To complete the exercise, repeat every record exactly as it stands.

+ + + +

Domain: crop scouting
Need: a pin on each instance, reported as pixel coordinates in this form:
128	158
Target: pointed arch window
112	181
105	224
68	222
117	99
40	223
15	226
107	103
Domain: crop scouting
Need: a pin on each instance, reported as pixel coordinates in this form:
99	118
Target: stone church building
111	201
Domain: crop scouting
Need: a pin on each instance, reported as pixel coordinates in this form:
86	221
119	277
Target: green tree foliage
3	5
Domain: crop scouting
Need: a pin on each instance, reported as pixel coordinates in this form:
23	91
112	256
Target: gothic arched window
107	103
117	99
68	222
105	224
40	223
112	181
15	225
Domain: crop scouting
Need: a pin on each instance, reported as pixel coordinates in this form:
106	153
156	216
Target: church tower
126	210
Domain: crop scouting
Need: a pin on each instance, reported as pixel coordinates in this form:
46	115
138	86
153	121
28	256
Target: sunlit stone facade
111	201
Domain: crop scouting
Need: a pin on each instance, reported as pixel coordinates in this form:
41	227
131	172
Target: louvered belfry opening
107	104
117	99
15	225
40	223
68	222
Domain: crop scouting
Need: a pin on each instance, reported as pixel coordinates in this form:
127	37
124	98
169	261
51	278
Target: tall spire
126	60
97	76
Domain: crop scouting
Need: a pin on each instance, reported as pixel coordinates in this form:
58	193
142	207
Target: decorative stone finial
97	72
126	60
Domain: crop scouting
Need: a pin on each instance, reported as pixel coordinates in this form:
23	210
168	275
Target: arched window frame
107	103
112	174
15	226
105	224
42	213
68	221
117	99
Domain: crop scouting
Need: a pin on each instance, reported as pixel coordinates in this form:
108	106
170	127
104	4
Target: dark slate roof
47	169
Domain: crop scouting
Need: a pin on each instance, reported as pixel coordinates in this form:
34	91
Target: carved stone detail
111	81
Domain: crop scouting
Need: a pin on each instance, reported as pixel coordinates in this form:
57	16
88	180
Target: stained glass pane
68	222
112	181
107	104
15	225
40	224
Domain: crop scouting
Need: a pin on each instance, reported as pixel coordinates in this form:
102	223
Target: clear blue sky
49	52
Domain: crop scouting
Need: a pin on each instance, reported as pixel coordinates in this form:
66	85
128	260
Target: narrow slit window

+ + + +

→ TASK OUTPUT:
Domain: crop scouting
Need: a pin on each instance, reported as pixel coordinates in this form:
128	158
Target: pointed arch window
112	181
105	224
68	222
117	99
40	223
15	226
107	103
Domain: crop scouting
Need: a pin on each instance, reported as pixel coordinates in this form:
99	118
Target: stone church building
111	201
Domain: crop scouting
Need: a pin on each instance, reported as pixel coordinates in this form:
86	221
119	277
Target: green tree foliage
3	5
Domain: crop scouting
Need: a pin on each instance, reported as pixel coordinates in this form:
23	91
112	256
Target: gothic arched window
107	103
117	99
68	222
105	224
40	223
112	181
15	225
Domain: crop scouting
Need: a pin on each instance, reported as pixel coordinates in this form:
106	153
156	216
Target: church tower
126	210
Domain: crop scouting
Need: a pin on each instance, reported as pixel coordinates in this form:
46	115
138	86
153	121
28	256
Target: sunlit stone facade
111	201
Domain: crop scouting
Need: a pin on each instance, reported as pixel coordinates in this form:
41	227
131	172
Target: louvered belfry opening
107	104
117	99
15	225
40	223
68	222
Domain: crop scouting
Need: a pin on each instance, reported as pixel coordinates in this form:
127	37
124	98
169	261
51	278
Target: tall spire
126	60
97	76
Domain: crop scouting
Need: a pin on each instance, reported as pixel coordinates in this form:
58	193
142	207
Target: decorative stone finial
97	72
126	60
Domain: crop scouting
Need: a pin on each instance, reported as pixel coordinates in this form:
23	210
168	275
Target: arched window frame
107	103
112	174
15	226
105	224
42	213
68	221
117	99
Domain: crop scouting
Need: a pin on each instance, reported as pixel coordinates in this form:
108	106
170	127
104	4
Target: dark slate roof
47	169
Domain: crop scouting
Need: a pin on each instance, reported as pixel coordinates in this form:
34	91
Target: carved stone detail
111	81
Domain: crop scouting
Need: a pin on each instance, reported as pixel coordinates in this form:
57	16
88	180
Target: stained glass pane
68	222
112	181
107	104
15	225
40	224
Domain: crop scouting
Need: a pin on each instance, reported as pixel coordinates in this form:
102	223
Target: clear blue sky
49	52
Domain: crop scouting
Need: a pin on each instance, reported as pixel coordinates in this form:
66	85
128	260
Target: narrow slit window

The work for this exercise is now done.